* **ИЗВЛЕЧЕННЫЙ ТЕКСТ**
Уже после войны, познакомившись с мемуарами советских военачальников, с различными документами, в которых отражалась обстановка под Москвой в октябре 1941 года, я понял причину спешной переброски сюда нашей Отдельной разведывательной эскадрильи. Мощным ударом гитлеровским войскам удалось прорвать оборону на московском направлении, крупными танковыми силами выйти в тыл наших войск и окружить в районах Брянска и Вязьмы часть сил Западного, Брянского и Резервного фронтов. Несмотря на мужество и героизм защитников столицы, враг ворвался в Калинин, захватил Малоярославец, Волоколамск, Можайск. До окраин столицы оставалось 80—100 километров. Прорыв стратегического фронта на главном направлении, выход гитлеровцев на оперативный простор поставили Москву в чрезвычайно опасное положение. С 20 октября Государственный Комитет Обороны ввел в городе и прилегающих к нему районах осадное положение. Партия потребовала от советских воинов сделать подступы к Москве могилой для фашистских захватчиков.
В эти смертельно опасные для Москвы дни воздушная разведка приобретала исключительно важное значение. Вот почему, несмотря на то, что наша эскадрилья еще толком не освоилась на Монинском аэродроме, начальник разведки ВВС генерал Д. Грендаль потребовал от ее командира немедленно приступить к боевым действиям.
Первый вылет на разведку в район Брянск — Орел и шоссе Орел — Тула совершил 25 октября экипаж старшего лейтенанта Сергея Колодяжного — лучшего летчика в эскадрильи. Такой маршрут, естественно, был выбран не случайно. Командование остро нуждалось в сведениях о движении гитлеровских резервов.

* **ЗАДАНИЕ**
Можете ли вы слово в слово переписать весь приведенный выше текст о разведывательной эскадрилье под Москвой в октябре 1941 года?

* **ПРЕДОСТАВЛЕННЫЕ ДАННЫЕ**
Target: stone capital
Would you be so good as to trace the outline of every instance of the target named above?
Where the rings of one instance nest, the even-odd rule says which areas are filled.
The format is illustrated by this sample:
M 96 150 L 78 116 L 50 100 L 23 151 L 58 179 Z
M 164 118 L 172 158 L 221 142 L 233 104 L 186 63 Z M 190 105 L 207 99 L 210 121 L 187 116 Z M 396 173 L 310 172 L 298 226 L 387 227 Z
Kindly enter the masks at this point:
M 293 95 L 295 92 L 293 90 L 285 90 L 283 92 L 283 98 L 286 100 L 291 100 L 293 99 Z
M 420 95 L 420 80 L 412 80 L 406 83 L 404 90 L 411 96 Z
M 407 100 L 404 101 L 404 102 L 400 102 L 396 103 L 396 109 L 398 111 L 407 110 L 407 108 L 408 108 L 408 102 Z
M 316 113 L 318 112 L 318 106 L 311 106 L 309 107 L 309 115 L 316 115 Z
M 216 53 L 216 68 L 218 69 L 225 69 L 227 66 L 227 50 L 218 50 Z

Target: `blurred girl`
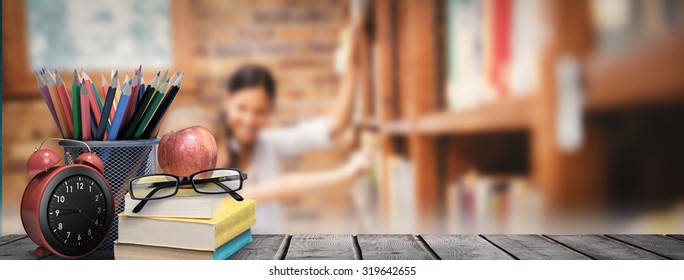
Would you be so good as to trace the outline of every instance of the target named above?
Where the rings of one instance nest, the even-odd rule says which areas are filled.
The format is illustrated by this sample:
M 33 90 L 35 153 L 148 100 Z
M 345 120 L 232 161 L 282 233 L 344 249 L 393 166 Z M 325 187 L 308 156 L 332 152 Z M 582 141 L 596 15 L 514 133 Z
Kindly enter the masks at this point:
M 357 27 L 352 29 L 346 70 L 339 86 L 336 106 L 328 116 L 292 127 L 266 128 L 277 95 L 277 85 L 271 72 L 262 66 L 245 65 L 230 76 L 228 94 L 220 116 L 224 137 L 219 137 L 223 140 L 219 141 L 217 167 L 238 167 L 249 174 L 247 185 L 241 193 L 259 204 L 259 222 L 253 228 L 254 232 L 282 232 L 277 201 L 325 189 L 339 182 L 351 182 L 365 170 L 366 160 L 361 155 L 355 155 L 332 170 L 281 173 L 283 159 L 329 148 L 333 138 L 349 126 L 356 89 L 358 30 Z

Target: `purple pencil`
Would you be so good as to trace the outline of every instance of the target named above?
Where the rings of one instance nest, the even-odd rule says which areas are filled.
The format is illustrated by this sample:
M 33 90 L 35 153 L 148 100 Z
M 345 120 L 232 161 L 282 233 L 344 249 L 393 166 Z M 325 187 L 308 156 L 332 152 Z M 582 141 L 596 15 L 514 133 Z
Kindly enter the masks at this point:
M 47 81 L 45 81 L 40 75 L 38 75 L 38 72 L 33 72 L 33 74 L 36 76 L 36 82 L 38 83 L 38 89 L 40 90 L 40 94 L 43 95 L 43 100 L 45 100 L 45 104 L 48 106 L 48 109 L 50 110 L 50 114 L 52 114 L 52 119 L 55 121 L 57 124 L 57 129 L 59 129 L 59 134 L 62 135 L 62 138 L 64 138 L 64 132 L 62 131 L 62 126 L 59 125 L 59 119 L 57 118 L 57 112 L 55 111 L 55 105 L 52 104 L 52 98 L 50 97 L 50 90 L 47 87 Z

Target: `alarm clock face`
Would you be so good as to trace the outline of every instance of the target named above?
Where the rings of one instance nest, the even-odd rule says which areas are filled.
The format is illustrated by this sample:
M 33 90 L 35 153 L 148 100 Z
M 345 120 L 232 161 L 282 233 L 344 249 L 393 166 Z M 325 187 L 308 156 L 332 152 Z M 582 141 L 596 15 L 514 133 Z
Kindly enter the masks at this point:
M 59 182 L 48 200 L 48 227 L 53 237 L 69 247 L 95 241 L 108 215 L 104 191 L 95 180 L 74 175 Z
M 113 216 L 111 192 L 97 172 L 71 166 L 50 180 L 40 211 L 50 246 L 64 255 L 80 256 L 107 235 Z

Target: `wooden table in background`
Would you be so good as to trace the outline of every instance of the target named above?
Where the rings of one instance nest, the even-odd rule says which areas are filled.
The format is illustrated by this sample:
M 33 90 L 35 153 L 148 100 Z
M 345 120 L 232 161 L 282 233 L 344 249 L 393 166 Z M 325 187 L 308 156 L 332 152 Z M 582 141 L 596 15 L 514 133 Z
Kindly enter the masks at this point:
M 0 260 L 39 259 L 26 235 L 0 239 Z M 112 259 L 99 251 L 88 259 Z M 42 259 L 59 259 L 54 255 Z M 684 235 L 254 235 L 235 260 L 684 259 Z

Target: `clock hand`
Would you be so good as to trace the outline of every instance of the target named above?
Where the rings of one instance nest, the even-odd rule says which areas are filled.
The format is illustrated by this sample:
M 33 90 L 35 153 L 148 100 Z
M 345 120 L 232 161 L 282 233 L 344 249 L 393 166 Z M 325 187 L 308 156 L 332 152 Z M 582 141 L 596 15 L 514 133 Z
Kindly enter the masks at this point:
M 75 210 L 75 209 L 55 209 L 55 211 L 59 211 L 58 216 L 66 216 L 66 215 L 78 213 L 78 210 Z
M 89 220 L 90 222 L 92 222 L 93 224 L 95 223 L 95 221 L 93 221 L 93 219 L 91 219 L 90 217 L 88 217 L 88 215 L 86 215 L 86 213 L 83 212 L 83 210 L 78 209 L 78 208 L 76 208 L 76 209 L 78 210 L 78 213 L 81 213 L 81 214 L 83 215 L 83 217 L 86 217 L 86 219 L 88 219 L 88 220 Z

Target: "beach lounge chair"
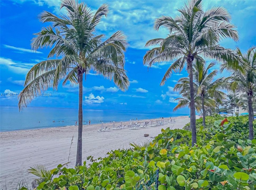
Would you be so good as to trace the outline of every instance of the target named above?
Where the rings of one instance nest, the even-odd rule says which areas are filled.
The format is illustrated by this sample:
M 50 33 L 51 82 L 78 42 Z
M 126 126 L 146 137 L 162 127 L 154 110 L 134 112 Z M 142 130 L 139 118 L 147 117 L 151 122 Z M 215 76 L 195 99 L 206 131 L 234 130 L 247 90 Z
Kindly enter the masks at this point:
M 104 127 L 104 125 L 103 124 L 103 122 L 101 124 L 101 128 L 98 131 L 98 132 L 104 132 L 106 131 L 109 131 L 110 129 L 110 128 L 108 128 L 107 126 Z
M 147 128 L 148 126 L 148 125 L 149 123 L 149 122 L 146 122 L 142 126 L 141 126 L 140 127 L 140 128 Z
M 140 128 L 140 124 L 135 124 L 133 127 L 130 127 L 130 129 L 139 129 Z

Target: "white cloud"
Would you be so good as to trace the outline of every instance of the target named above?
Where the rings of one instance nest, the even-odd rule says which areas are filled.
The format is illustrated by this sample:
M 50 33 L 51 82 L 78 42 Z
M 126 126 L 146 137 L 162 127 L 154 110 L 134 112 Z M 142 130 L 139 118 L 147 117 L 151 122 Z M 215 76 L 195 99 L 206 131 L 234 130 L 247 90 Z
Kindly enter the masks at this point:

* **ПИСЬМЕННЫЙ ОТВЕТ**
Уже после войны, познакомившись с мемуарами советских военачальников, с различными документами, в которых отражалась обстановка под Москвой в октябре 1941 года, я понял причину спешной переброски сюда нашей Отдельной разведывательной эскадрильи. Мощным ударом гитлеровским войскам удалось прорвать оборону на московском направлении, крупными танковыми силами выйти в тыл наших войск и окружить в районах Брянска и Вязьмы часть сил Западного, Брянского и Резервного фронтов. Несмотря на мужество и героизм защитников столицы, враг ворвался в Калинин, захватил Малоярославец, Волоколамск, Можайск. До окраин столицы оставалось 80—100 километров. Прорыв стратегического фронта на главном направлении, выход гитлеровцев на оперативный простор поставили Москву в чрезвычайно опасное положение. С 20 октября Государственный Комитет Обороны ввел в городе и прилегающих к нему районах осадное положение. Партия потребовала от советских воинов сделать подступы к Москве могилой для фашистских захватчиков.
В эти смертельно опасные для Москвы дни воздушная разведка приобретала исключительно важное значение. Вот почему, несмотря на то, что наша эскадрилья еще толком не освоилась на Монинском аэродроме, начальник разведки ВВС генерал Д. Грендаль потребовал от ее командира немедленно приступить к боевым действиям.
Первый вылет на разведку в район Брянск — Орел и шоссе Орел — Тула совершил 25 октября экипаж старшего лейтенанта Сергея Колодяжного — лучшего летчика в эскадрильи. Такой маршрут, естественно, был выбран не случайно. Командование остро нуждалось в сведениях о движении гитлеровских резервов.